**Work to complete**:
[1] According to the telehealth report, which 2019 German law made online video consultations easier to use?
[2] Please resume the telehealth report after its last sentence.

** Extract follows **

Telehealth Winners Built Country-by-Country

Diving deeper into

Lifen

Company Report
scaling telehealth products in Europe is not a straightforward task due to the varying regulations and healthcare maturity levels of each country
Analyzed 8 sources

European telehealth winners are built country by country, not rolled out like normal software. In healthcare, getting paid matters as much as having a working product, and payment rules, data standards, and buying decisions still sit at the national or even regional level across Europe. That means a company like Lifen has to redo integrations, compliance work, and go to market motion each time it enters a new market.

  • Germany shows how one rule change can create an entirely new market. The 2019 Digital Healthcare Act made it easier to use online video consultations and put digital health products into the statutory insurance system, years after telehealth was already embedded in the UK and Nordic markets.
  • The payer map is fragmented. In the UK, national bodies can push digital care through one system, while Germany and Sweden spread purchasing and implementation across sickness funds, counties, and regional authorities. For a telehealth platform, that turns expansion into many local sales cycles instead of one national launch.

** End of Extract **
** Raw data follows **

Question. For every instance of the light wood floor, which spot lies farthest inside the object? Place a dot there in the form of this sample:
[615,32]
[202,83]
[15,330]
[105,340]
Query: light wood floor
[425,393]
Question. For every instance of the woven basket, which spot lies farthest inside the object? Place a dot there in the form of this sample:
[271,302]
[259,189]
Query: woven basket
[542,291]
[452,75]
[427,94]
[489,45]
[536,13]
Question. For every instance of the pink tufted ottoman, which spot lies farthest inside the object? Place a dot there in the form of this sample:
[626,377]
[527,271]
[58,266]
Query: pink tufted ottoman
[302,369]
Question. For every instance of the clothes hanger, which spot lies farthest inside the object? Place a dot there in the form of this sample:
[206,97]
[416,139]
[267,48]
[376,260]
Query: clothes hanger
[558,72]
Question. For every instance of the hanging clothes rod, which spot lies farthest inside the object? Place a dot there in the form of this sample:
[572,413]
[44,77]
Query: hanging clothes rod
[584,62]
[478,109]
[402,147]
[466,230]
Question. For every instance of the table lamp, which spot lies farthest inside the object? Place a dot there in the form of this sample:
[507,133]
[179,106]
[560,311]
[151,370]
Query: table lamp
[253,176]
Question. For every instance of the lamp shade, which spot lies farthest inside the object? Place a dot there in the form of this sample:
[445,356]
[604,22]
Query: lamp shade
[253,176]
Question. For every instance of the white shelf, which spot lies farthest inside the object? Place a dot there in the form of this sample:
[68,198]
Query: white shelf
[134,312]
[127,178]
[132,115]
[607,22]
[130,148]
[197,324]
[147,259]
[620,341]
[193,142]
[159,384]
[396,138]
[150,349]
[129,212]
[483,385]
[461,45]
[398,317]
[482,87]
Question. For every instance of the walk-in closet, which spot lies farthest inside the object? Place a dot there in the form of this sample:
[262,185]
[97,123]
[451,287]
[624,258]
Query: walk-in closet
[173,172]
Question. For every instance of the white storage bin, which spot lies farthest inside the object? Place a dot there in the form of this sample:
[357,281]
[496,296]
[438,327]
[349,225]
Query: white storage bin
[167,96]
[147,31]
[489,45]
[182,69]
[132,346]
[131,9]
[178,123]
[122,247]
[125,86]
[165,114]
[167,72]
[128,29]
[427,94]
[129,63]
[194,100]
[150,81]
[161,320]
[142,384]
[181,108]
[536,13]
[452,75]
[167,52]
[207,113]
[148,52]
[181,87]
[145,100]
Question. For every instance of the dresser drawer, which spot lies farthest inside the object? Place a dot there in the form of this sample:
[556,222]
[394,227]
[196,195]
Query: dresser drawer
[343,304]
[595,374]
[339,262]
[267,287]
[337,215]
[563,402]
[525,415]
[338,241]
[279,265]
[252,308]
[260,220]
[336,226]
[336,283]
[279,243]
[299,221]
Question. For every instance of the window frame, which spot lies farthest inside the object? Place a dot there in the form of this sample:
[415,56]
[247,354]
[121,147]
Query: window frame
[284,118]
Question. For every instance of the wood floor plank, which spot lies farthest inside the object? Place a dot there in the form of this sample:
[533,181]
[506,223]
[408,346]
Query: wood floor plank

** End of Raw data **

**Expected results**:
[1] The Digital Healthcare Act.

[2]
  • Even when Europe sets common rails, local execution still dominates. EU programs now support cross border exchange of ePrescriptions and patient summaries, but those standards mainly help data move between systems. They do not erase differences in reimbursement, provider workflows, or local procurement.

The next phase of European telehealth will favor companies that look less like consumer apps and more like healthcare infrastructure. As EU data sharing standards spread and doctor shortages worsen, the strongest platforms will be the ones that can localize reimbursement, connect to national health systems, and become the workflow layer each country can actually fund.